• [Do this]: Reproduce the lines below word for word, leaving out the pictures.

start Provided entries

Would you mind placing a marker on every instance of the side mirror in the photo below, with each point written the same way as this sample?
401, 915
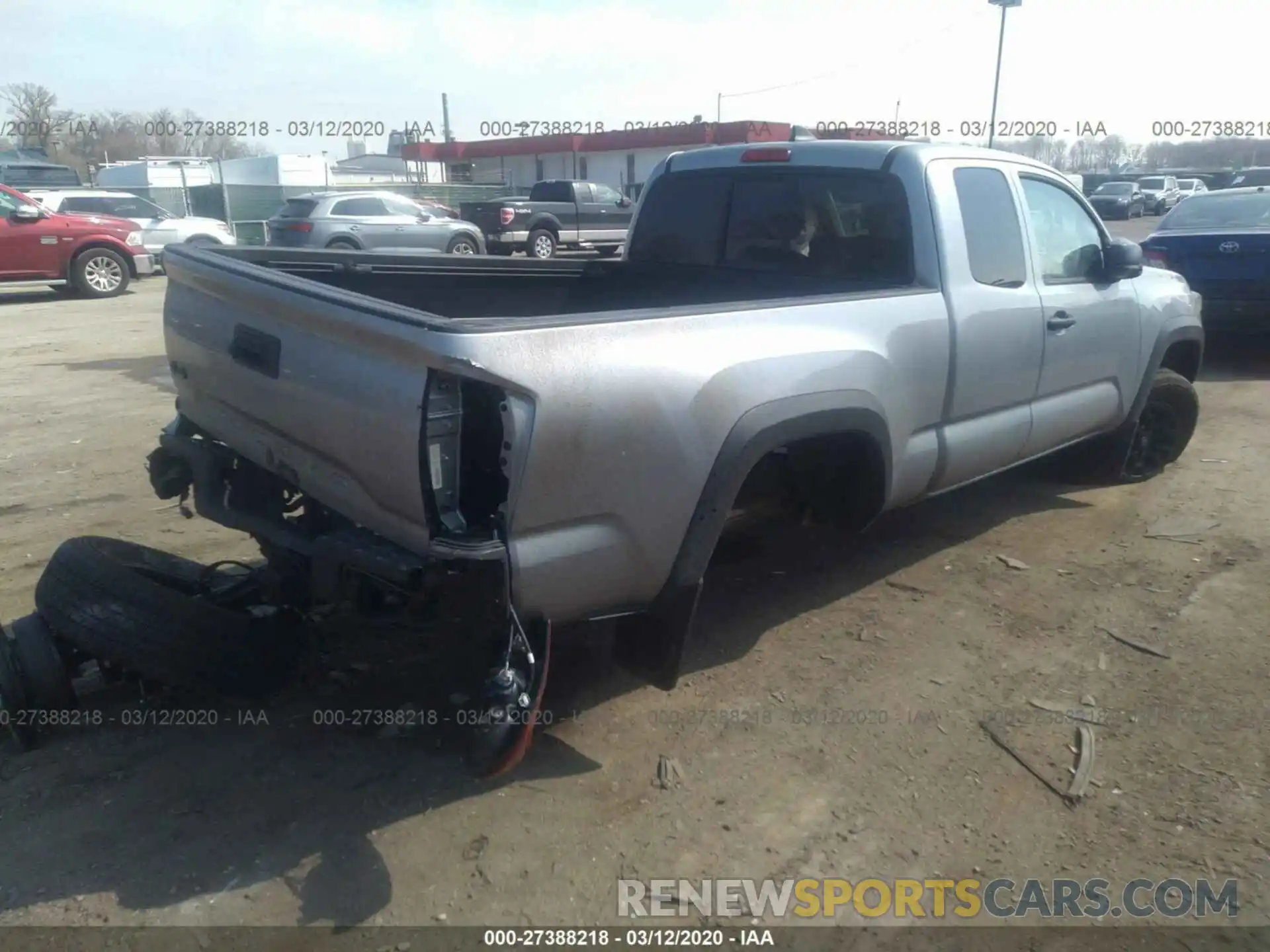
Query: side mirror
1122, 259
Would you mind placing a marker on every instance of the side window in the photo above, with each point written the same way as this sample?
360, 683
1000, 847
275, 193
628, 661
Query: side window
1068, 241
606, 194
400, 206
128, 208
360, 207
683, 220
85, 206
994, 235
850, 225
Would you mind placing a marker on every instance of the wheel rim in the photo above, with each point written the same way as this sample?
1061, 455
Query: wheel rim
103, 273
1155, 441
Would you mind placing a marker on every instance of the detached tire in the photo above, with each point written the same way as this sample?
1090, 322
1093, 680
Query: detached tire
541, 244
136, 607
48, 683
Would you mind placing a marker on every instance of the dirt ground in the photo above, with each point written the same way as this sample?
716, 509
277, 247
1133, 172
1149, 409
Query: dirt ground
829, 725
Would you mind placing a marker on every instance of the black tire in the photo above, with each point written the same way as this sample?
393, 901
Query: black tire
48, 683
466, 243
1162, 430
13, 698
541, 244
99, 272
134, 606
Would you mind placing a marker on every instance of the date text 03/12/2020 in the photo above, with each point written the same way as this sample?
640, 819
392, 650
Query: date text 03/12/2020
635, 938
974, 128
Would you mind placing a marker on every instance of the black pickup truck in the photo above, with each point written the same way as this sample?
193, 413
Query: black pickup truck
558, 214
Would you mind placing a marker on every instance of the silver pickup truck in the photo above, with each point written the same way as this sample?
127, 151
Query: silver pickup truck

end Provided entries

• [Solved exercise]:
Would you mind placing a marker on every instance of the side mirror in the photo below, with each point written the same way as this sample?
401, 915
Query: side mirror
1122, 259
Would you mind placing a marker on every instance of the side window in the photo above, with each point written the same way as this sample?
360, 683
1000, 847
275, 193
628, 661
Query: side window
1068, 241
606, 194
400, 206
128, 208
360, 207
683, 220
85, 206
994, 235
850, 225
Would you mind placing a marker on every instance of the wheel rim in the photo above, with each point written the same way as this sample?
1061, 455
Query: wheel rim
103, 273
1155, 441
Would you mind placing a marker on every instance of the detached tire in the photo above, with each point written the same way as this sample?
1090, 322
1093, 680
Query: detached tire
541, 244
136, 607
48, 683
Would you mind placing a marker on every instance of the dirt ground in the photo above, with each point written the same way as this sample?
716, 509
277, 247
1133, 172
1149, 409
Query: dirt ground
829, 725
Would you mind placing a marker on every instance of the black tire in the photo above, with each point written the same way as this sample?
393, 901
Query: black tire
48, 683
466, 243
1162, 430
13, 698
541, 244
99, 272
134, 606
Would you mind placing a marker on every instance of the date text 03/12/2020 in the photo above, with each point written the same way as this sample?
640, 819
392, 650
Query: date text 03/12/2020
635, 938
974, 128
Would you mind placing a marker on every instance of the black pickup truck in the photo above, with each point written the same way as this sample?
193, 413
Query: black pickup truck
558, 214
Would you mind placing a marker on every instance of the silver pickup truck in the photo above, with each point written the same way as this sample?
127, 151
Query: silver pickup truck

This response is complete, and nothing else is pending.